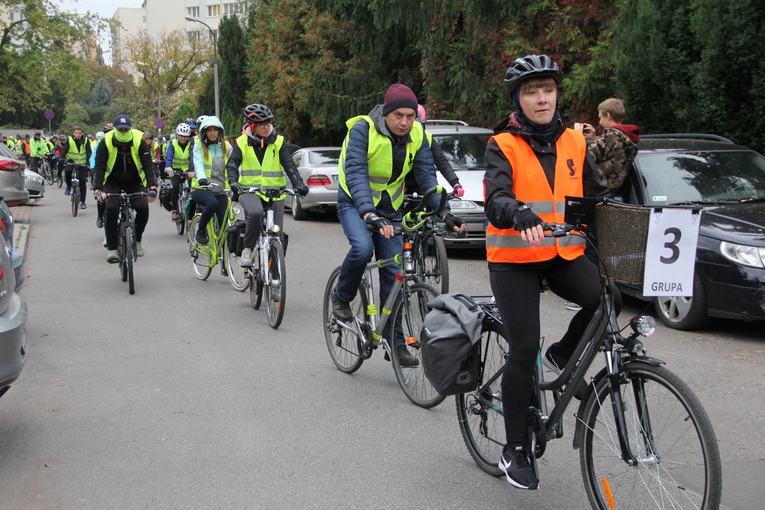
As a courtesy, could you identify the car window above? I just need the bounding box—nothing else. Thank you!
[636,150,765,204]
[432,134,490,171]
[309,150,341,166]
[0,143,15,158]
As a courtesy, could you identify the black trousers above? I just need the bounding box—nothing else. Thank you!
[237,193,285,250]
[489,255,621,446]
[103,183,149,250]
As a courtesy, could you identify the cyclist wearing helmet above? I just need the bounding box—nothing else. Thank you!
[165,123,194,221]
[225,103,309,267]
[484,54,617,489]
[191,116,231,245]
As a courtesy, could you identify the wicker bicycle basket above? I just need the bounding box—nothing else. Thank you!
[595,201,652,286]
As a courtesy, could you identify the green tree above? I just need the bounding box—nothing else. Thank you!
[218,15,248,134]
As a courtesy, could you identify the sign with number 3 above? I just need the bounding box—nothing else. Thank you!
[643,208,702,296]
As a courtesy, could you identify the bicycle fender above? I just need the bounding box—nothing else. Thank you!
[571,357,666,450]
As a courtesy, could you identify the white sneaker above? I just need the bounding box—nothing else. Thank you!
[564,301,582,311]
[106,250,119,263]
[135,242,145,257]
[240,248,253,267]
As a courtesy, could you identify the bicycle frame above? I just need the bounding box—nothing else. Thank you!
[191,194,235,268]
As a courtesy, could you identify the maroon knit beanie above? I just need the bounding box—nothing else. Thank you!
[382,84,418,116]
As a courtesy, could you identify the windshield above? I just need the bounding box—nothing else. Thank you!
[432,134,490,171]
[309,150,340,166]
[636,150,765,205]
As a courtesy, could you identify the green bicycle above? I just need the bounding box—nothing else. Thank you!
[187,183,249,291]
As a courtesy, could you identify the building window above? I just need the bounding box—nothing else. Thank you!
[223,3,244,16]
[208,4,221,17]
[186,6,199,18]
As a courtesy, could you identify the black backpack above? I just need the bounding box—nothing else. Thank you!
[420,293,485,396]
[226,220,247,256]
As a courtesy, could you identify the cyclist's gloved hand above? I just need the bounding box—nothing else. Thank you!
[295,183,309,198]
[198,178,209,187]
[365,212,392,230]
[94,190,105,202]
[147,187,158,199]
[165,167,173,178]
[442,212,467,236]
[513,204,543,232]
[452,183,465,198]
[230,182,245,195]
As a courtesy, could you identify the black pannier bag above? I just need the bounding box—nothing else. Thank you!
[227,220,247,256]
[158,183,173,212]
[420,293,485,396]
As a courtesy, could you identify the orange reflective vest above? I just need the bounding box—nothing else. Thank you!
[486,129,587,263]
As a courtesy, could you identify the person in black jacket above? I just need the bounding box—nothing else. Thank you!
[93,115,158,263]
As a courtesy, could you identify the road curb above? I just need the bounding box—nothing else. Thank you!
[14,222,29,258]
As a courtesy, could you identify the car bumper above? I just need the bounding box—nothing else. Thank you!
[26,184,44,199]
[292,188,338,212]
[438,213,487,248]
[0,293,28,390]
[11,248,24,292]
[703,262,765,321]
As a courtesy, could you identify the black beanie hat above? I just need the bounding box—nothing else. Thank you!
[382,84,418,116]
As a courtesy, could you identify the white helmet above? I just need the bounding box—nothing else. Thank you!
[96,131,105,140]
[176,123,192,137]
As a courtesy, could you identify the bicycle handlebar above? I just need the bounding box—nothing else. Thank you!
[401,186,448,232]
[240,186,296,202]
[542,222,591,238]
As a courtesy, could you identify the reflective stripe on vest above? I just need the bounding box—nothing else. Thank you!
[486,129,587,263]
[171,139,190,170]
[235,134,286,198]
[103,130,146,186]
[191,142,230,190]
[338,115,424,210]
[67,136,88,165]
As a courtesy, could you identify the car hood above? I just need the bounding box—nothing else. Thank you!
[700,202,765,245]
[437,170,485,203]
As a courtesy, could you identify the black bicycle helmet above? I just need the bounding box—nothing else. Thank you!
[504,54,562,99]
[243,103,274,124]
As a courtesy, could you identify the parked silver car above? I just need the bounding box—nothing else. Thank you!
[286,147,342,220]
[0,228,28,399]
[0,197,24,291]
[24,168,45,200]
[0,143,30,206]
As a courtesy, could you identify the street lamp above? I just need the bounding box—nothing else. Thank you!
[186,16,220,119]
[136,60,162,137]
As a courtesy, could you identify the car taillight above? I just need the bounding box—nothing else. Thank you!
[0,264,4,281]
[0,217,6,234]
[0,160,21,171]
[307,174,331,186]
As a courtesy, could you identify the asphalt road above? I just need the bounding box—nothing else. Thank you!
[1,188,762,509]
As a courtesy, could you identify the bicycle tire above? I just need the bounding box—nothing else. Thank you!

____

== EXERCISE GOAL ==
Retype the whole listing, keeping every line identical and omitting all pictures.

== RESULT BELOW ==
As a courtesy, could you identify the car window above? I just need the bounding box—nothing else. Thank you!
[636,150,765,204]
[432,134,490,171]
[309,150,341,166]
[0,143,15,158]
As a courtesy, could you identify the black trousers above? I just need the bounding box—nothing else. Thank you!
[237,193,285,250]
[489,255,621,446]
[103,183,149,250]
As a courtesy, could you identify the cyclist wearing helmet above? I just need the bounding box—nothing else. Thank you!
[165,123,194,221]
[225,103,309,267]
[484,54,617,489]
[191,116,231,245]
As a courtesy, could you identify the wicker bicycle basket above? I just need the bounding box—nothing else. Thank you!
[595,201,652,286]
As a courtesy, could you identify the green tree above? I just need the bounding box—nothing else. Thank you!
[218,15,248,134]
As a courtesy, could you identify the sign with number 3 above? I just need the bounding box—nothing else. Thank you!
[643,208,702,296]
As a courtesy, could you identify the bicycle fender above? I just need the bounding box—nothing else. Thank you!
[571,357,666,450]
As a courtesy, could you identify the white sneaker above? I just need the bounding box—nothing else. Thank you!
[564,301,582,311]
[106,250,119,263]
[135,242,145,257]
[240,248,253,267]
As a courtesy, could you identify the bicycle frame above? I just need the bounding box—nothing else. Thank you!
[191,194,235,268]
As a courtesy, could you identify the maroon knit beanie above? I just need the bounding box—nothing else. Thank you!
[382,84,418,116]
As a courtesy, could you identify the windshield above? I just need the bounding box—nothing else. Thank you!
[432,134,490,171]
[309,150,340,166]
[636,150,765,205]
As a courtesy, could you identify the green bicycle above? I just need the bounding box—nothing else. Thank you!
[187,183,249,291]
As a courtesy, could you identify the building window above? I just need the bounding box—nothing else. Thank you!
[223,3,244,16]
[208,4,221,17]
[186,6,199,18]
As a courtesy, could you identify the black backpack above? I just need the bounding box—nothing else. Thank you!
[420,293,485,396]
[226,220,247,256]
As a courtesy, could you identify the cyclist's gloved hand above? I just need the bounding box—nothing else. Thank you!
[295,183,309,198]
[198,178,209,187]
[365,212,392,230]
[94,190,105,202]
[147,187,158,199]
[165,167,173,178]
[442,212,467,236]
[513,204,543,232]
[452,183,465,198]
[230,182,245,195]
As a courtesy, could you identify the black pannier bag above? I just need the bounding box—nothing else. Thank you!
[227,220,247,256]
[158,183,173,212]
[420,293,485,396]
As a courtesy, could you identify the orange reflective vest above? I just need the bounding box—nothing else. Thank you!
[486,129,587,263]
As a courtesy, could you identify the person in black jacket above? I just need the bounding box—nothing else. Thank you!
[93,115,158,263]
As a courtesy, could you identify the road curb above? I just need the bounding box—nothing else. Thank you!
[14,222,29,258]
As a courtesy, could you identify the car bumper above? I just need the bounding box—nothing else. Thank you!
[26,184,44,199]
[292,188,338,212]
[438,213,487,248]
[0,293,28,390]
[11,248,24,292]
[703,262,765,321]
As a courtesy, could you identify the black beanie hat above? I just need the bounding box—nothing else. Thank you!
[382,84,418,116]
As a courtesy, could you identify the white helmet above? I just need the bounding box—nothing else. Thank you!
[96,131,105,140]
[176,123,192,137]
As a courtesy, could you identify the bicycle handlebar above? I just need the bounding box—nothing else. Thank you!
[401,186,448,232]
[240,186,296,202]
[542,222,591,238]
As a courtesy, could you identify the reflective stripe on vest above? I just need the bounding box—nothing else. Thank you!
[486,129,587,263]
[171,139,190,170]
[235,134,286,198]
[103,130,146,186]
[191,142,230,190]
[338,115,424,210]
[67,136,88,165]
As a courtesy, could you identify the car hood above? I just need the bounding box—nothing else. Thank you!
[700,202,765,245]
[437,170,485,203]
As a courtesy, could you identify the black bicycle helmet above? I just need the bounding box—nothing else. Thank you!
[504,54,562,99]
[243,103,274,124]
As a courtesy, could you identify the parked silver car above? I just need the bounding box—nothing else. Thank you!
[286,147,342,220]
[0,228,28,399]
[0,197,24,291]
[24,168,45,200]
[0,143,30,206]
As a courtesy, could you identify the street lamp above? I just need the bounding box—nothing else. Thank you!
[186,16,220,119]
[136,60,162,137]
As a courtesy, could you identify the car taillight above? I just need the bounding box—nothing else. Thank you!
[0,264,4,281]
[0,217,6,234]
[0,160,21,171]
[307,174,331,186]
As a courtesy, could you identify the asphalt road above? I just need the bounding box—nothing else. Thank you!
[1,188,762,509]
As a courtesy, could you identify the bicycle tire above? I just need the bounding box—nothing else. Thank you!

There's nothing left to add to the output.